PROVIDED DATA >>
-----
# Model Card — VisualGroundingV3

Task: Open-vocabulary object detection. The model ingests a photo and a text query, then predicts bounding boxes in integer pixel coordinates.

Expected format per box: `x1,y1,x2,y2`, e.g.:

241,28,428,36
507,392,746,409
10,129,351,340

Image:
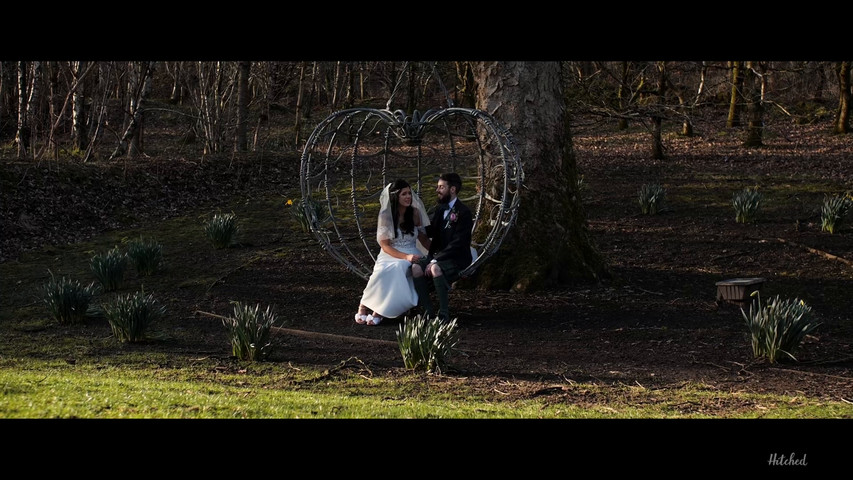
-----
TASK PROMPT >> Can you render the material above as a JSON array of strings, one string per line, with blank lines skipped and the picture omitted?

TASK RESULT >>
[
  "# Model Card — VisualGroundingV3",
  "Task: Open-vocabulary object detection. The model ingests a photo and a text query, then predicts bounding boxes in integer pixel coordinates.",
  "Expected format per box: `x1,y1,x2,y2`, e.g.:",
  "241,28,428,36",
  "507,392,746,409",
  "10,129,351,340",
  "Image:"
]